Written instruction 1:
Answer these from the text on Australian food and drink, one answer per line:
(a) Which two cities does it single out for fine dining restaurants?
(b) Which meat is growing in popularity since it became legal to trade to eat?
(c) What three things tend to feature prominently at a barbecue?
Written instruction 2: Extend the text on Australian food and drink by writing what comes after its final line.

Selected excerpt:
▬▬▬▬▬▬▬▬▬▬
Australia Food and Drink

Seafood is an integral part of the cuisine scene in all its shelled and scaled forms. Production of organic foods is increasing to meet demand and is these days widely available in the cities and larger towns. There are fine dining restaurants throughout the larger cities, particularly in Melbourne and Sydney, where big-name chefs have helped to give Australian cuisine an international reputation for bright, creative gastronomy. Regional food markets and increasing numbers of food festivals across the states are a great way to sample fresh produce. Look out for things like farmhouse cheese, speciality sausages and local fruits.

'Bush tucker' is food from Australia's endemic flora and fauna and can be lean and quite delicious; kangaroo meat in particular is growing in popularity since being made legal to trade to eat only in the past two decades. For all the advent of fine dining and exotic menu items, however, the humble barbecue remains for many the quintessential Australian food experience. Various beaches and parks have barbecue stations that can be used by the public. Steak, prawns and beer tend to feature prominently.

Specialities

• Sydney rock oysters.
▬▬▬▬▬▬▬▬▬▬
Region annotation entries:
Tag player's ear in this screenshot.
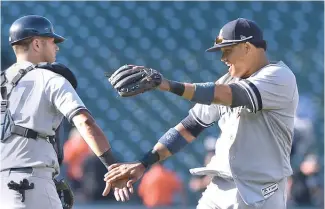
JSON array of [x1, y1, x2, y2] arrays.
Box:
[[243, 42, 252, 54]]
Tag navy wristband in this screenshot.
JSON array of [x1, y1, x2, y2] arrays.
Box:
[[159, 128, 188, 154], [139, 150, 160, 168], [168, 81, 185, 96], [98, 149, 117, 167], [191, 82, 215, 105]]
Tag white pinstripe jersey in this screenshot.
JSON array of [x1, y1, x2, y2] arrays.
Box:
[[0, 62, 86, 174], [190, 61, 299, 202]]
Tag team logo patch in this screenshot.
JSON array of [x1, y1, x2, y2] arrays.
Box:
[[261, 183, 279, 199]]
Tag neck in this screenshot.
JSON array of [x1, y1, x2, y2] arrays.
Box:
[[16, 53, 42, 65], [244, 52, 270, 78]]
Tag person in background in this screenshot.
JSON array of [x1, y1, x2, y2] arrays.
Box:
[[288, 116, 323, 206], [138, 163, 186, 208], [63, 128, 92, 190], [189, 136, 217, 192]]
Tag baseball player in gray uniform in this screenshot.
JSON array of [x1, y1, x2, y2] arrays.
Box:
[[0, 15, 132, 209], [105, 18, 298, 209]]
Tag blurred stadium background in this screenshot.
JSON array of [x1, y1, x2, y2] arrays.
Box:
[[1, 1, 324, 209]]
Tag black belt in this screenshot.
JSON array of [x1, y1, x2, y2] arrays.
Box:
[[9, 167, 33, 174], [10, 125, 54, 144]]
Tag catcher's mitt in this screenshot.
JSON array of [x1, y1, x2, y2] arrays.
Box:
[[53, 179, 74, 209], [105, 65, 163, 97]]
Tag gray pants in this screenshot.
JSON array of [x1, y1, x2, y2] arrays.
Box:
[[196, 177, 286, 209], [0, 168, 62, 209]]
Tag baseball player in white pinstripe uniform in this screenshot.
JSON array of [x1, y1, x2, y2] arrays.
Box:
[[105, 18, 299, 209], [0, 15, 132, 209]]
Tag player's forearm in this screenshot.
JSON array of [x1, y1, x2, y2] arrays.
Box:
[[159, 79, 232, 105], [72, 111, 116, 167], [73, 112, 110, 156], [153, 123, 196, 161], [140, 123, 196, 168]]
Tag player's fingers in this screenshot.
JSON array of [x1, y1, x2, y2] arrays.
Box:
[[118, 189, 125, 202], [104, 171, 123, 182], [126, 179, 135, 194], [114, 188, 120, 201], [105, 163, 120, 173], [102, 182, 111, 196], [132, 65, 144, 69], [122, 187, 130, 200]]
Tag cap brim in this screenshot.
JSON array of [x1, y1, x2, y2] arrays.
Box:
[[205, 36, 253, 52], [43, 33, 65, 44], [205, 42, 238, 52]]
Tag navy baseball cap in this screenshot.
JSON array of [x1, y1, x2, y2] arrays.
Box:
[[206, 18, 264, 52]]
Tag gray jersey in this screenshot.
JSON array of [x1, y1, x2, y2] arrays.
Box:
[[0, 62, 86, 175], [190, 61, 299, 202]]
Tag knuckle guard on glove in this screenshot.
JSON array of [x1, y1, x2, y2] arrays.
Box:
[[108, 66, 162, 97], [105, 65, 132, 82]]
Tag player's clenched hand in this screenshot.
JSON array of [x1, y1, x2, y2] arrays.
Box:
[[104, 162, 145, 188], [102, 179, 134, 202], [105, 65, 163, 97]]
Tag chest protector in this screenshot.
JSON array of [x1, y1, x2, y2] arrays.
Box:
[[0, 62, 77, 164]]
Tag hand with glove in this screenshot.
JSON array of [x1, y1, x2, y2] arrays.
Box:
[[105, 65, 164, 97]]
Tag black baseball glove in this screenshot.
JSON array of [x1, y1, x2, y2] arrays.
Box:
[[54, 179, 74, 209], [105, 65, 163, 97]]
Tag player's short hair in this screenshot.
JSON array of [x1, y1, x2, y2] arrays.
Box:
[[249, 40, 267, 51]]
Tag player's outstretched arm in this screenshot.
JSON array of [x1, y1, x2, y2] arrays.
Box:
[[104, 115, 206, 186], [107, 65, 237, 106], [72, 110, 133, 201]]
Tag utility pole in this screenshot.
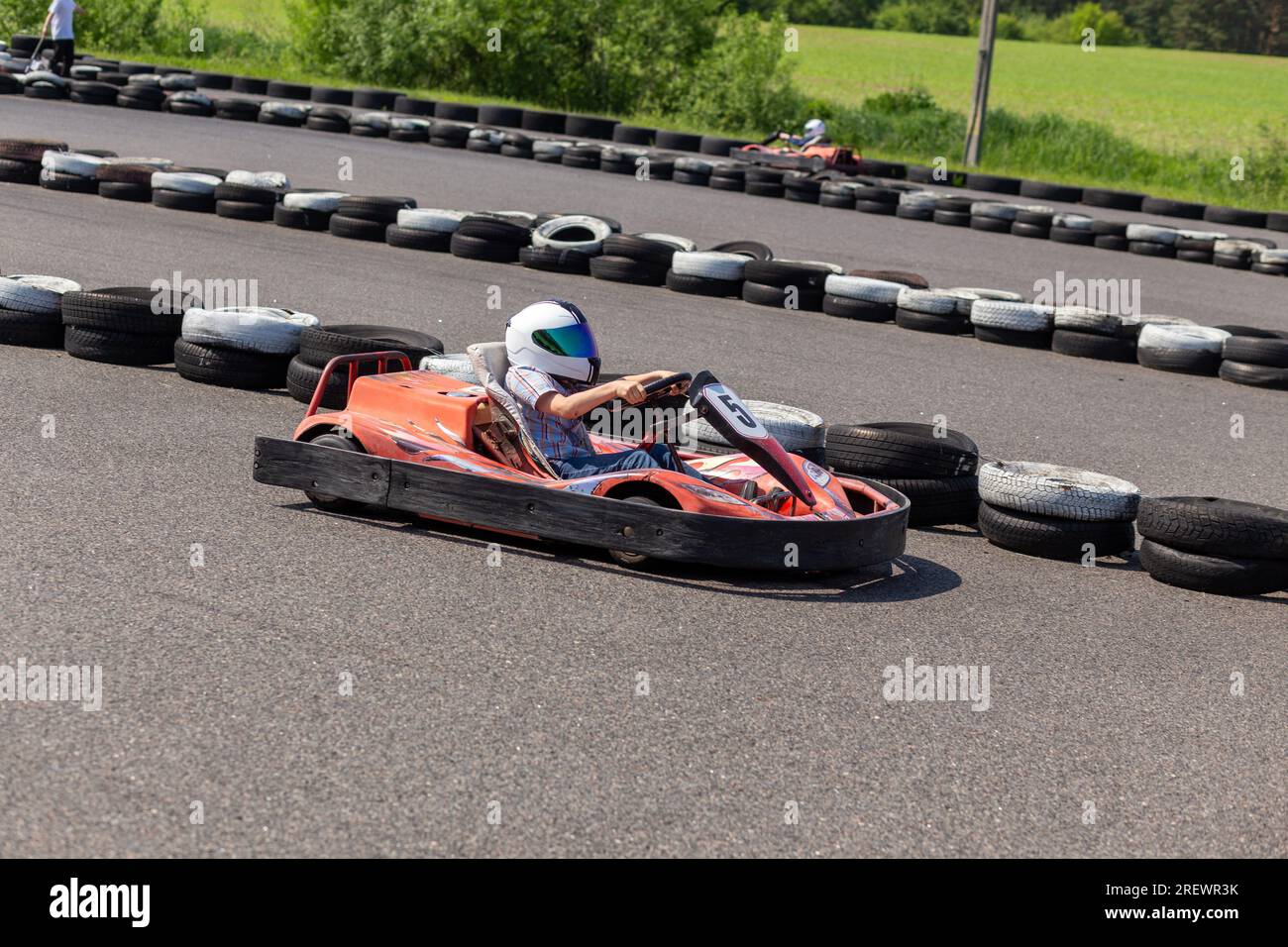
▬▬▬▬▬▬▬▬▬▬
Response 1:
(a) Melbourne and Sydney
(b) Kangaroo meat
(c) Steak, prawns and beer

Response 2:
• Barramundi (freshwater fish).
• Moreton Bay bugs (a shellfish).
• Macadamia nuts.
• Kangaroo.

Things to know

Expect to come across both self-service eateries and restaurants with table service. Bistros, cafés, family-style restaurants and pub lunches offer good food at reasonable prices. Most restaurants and hotels are licensed to serve alcohol. Some restaurants allow guests to bring their own alcohol and are called 'BYO' restaurants. Licensing hours in public bars are Mon-Sat 1000-2200, but most pubs are open until 2400; Sunday hours vary. Restaurants, clubs and hotel lounges have more flexible hours.

Tipping

Not as common as it is in Europe and North America, nor is a service charge added to the bill in restaurants. In top-quality restaurants, 10% is usual for food and drink waiters, but is optional elsewhere. With taxis it is usual not to tip, but round up to the next dollar.

Regional drinks

The major vineyards (wineries) are outside Perth, Sydney, Melbourne, Hobart and Adelaide. The largest single wine-growing region is in the Barossa Valley, South Australia, two hours' drive from Adelaide, where high-quality red and white wines are produced. Various wineries, breweries and distilleries are open for public visits. For further information, visit Australian Wine and Beer (www.australianwineandbeer.com). Off-licences are known as ‘bottle shops’.

Beers come in different measures depending on which state you’re in. In New South Wales, a ‘schooner’ is 425mL and a ‘middy’ 285mL. A middy becomes a ‘pot’ in both Victoria and Tasmania. Pints are far from omnipresent but can generally be found in certain bars in bigger towns and cities.

Good coffee has become something of a national obsession (the quality in Melbourne enjoys particular renown) although you might struggle to find a decent cup in more rural areas.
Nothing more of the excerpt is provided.